#### Material for this exercise:
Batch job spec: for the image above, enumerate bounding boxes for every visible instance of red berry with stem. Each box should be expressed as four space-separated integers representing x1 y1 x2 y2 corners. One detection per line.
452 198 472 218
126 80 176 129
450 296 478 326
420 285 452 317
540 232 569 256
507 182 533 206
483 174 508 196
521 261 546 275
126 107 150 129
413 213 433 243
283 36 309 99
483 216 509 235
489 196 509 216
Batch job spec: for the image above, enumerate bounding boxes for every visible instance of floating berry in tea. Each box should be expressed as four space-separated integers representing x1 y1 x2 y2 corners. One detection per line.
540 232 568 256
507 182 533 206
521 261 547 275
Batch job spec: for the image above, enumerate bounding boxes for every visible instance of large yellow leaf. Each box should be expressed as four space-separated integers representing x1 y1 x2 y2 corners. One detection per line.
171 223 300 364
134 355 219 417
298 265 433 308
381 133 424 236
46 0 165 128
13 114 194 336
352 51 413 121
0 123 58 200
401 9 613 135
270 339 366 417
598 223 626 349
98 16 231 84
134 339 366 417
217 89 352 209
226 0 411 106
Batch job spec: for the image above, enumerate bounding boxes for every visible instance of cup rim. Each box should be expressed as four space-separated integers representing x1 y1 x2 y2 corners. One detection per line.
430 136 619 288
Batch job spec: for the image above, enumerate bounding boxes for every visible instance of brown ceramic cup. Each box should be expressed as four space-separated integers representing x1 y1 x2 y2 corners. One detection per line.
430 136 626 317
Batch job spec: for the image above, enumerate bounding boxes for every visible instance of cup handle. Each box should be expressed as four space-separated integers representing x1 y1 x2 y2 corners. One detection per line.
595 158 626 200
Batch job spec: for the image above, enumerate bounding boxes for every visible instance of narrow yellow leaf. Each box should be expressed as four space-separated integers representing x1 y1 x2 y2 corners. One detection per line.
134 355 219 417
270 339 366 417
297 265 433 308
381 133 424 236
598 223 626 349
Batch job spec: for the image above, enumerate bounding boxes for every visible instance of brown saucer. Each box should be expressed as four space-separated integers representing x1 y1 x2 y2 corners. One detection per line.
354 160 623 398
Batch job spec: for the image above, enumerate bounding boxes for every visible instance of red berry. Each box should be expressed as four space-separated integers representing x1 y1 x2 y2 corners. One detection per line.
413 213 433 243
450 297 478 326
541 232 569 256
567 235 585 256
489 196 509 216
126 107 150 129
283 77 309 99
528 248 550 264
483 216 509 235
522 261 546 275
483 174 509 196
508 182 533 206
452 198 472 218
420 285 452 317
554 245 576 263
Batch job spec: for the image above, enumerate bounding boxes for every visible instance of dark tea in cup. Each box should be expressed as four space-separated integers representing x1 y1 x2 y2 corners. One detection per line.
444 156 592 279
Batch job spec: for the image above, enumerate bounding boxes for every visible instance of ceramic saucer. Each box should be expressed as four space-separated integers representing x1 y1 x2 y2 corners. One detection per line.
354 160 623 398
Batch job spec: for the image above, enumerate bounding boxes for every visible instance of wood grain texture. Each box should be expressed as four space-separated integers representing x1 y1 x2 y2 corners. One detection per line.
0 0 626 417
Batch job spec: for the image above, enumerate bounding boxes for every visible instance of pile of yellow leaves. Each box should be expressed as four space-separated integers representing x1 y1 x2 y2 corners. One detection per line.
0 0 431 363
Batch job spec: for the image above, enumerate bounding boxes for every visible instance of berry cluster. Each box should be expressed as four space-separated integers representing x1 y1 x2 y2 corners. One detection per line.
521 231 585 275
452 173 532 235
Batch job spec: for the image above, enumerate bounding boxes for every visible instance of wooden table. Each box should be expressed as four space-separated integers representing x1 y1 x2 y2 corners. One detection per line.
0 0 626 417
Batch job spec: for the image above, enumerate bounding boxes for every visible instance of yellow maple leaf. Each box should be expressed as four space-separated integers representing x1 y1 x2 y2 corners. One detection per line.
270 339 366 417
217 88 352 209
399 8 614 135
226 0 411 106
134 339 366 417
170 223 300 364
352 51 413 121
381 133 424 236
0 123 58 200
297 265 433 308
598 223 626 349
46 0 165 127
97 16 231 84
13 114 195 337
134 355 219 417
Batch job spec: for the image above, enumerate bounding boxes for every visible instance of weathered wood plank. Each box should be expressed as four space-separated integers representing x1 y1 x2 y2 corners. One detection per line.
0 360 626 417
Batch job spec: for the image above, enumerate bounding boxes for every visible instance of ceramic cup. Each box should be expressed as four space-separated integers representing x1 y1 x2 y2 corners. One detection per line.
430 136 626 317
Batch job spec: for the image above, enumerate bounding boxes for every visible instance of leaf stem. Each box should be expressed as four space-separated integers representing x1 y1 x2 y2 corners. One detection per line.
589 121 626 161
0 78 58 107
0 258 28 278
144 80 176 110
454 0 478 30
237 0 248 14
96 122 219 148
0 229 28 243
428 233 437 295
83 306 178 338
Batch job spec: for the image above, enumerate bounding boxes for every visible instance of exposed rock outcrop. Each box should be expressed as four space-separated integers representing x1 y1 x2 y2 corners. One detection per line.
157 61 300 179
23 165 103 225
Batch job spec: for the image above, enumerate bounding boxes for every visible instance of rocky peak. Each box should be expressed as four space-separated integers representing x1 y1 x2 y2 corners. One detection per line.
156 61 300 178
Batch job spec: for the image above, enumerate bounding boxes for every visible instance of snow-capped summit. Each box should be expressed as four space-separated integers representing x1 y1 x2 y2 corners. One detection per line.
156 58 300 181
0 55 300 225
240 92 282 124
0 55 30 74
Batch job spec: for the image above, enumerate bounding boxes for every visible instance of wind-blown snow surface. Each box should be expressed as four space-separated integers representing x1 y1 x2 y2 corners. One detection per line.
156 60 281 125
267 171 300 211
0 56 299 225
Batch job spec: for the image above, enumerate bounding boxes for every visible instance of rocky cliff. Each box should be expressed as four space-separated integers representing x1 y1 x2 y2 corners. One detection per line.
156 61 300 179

#### Stated problem:
Write out the items again word for word, from the very start through the line containing "595 158 626 200", including that line.

#### Response to this task:
Batch job spec: for the image above, enumerate bounding boxes for every visible instance of red berry with stem. Each box should be expressed as four space-separated integers representing x1 y1 x2 y2 corners. One detection per line.
452 198 472 218
126 80 176 129
450 296 478 326
420 285 452 317
540 232 569 256
507 182 533 206
483 174 508 196
521 261 546 275
126 107 150 129
413 213 433 243
283 36 309 99
483 216 509 235
489 196 509 216
Batch job spec: for the image above, enumerate bounding boxes for every visible instance of floating berry in tea. Each box should be expressed as four space-separated integers representing x1 y1 x2 y2 corners. One detection per line.
540 232 568 256
507 182 533 206
521 261 547 275
Batch job spec: for the image above, enumerate bounding boxes for every visible instance of large yellow leaf. Each box should be expressed as four space-separated integers representing x1 y1 x2 y2 corners. One detection per line.
171 223 300 364
134 355 219 417
298 265 433 308
381 133 424 236
46 0 165 128
13 114 194 336
352 51 413 121
0 123 58 200
401 9 613 135
270 339 366 417
598 223 626 349
98 16 231 84
134 339 366 417
217 89 352 209
226 0 411 106
Batch job spec: for the image above, enumerate bounding boxes for every visible instance of cup rim. Each box should be expressed as four space-separated integers representing x1 y1 x2 y2 corners. One detection per line.
430 136 619 288
Batch job spec: for the image above, enumerate bounding boxes for every visible instance of brown ceramic cup. Each box should be expressed as four space-separated integers representing x1 y1 x2 y2 corners. One detection per line.
430 136 626 317
Batch job spec: for the image above, enumerate bounding boxes for every visible instance of cup handle. Each box should be expressed as four space-separated integers representing x1 y1 x2 y2 corners. One detection per line.
595 158 626 200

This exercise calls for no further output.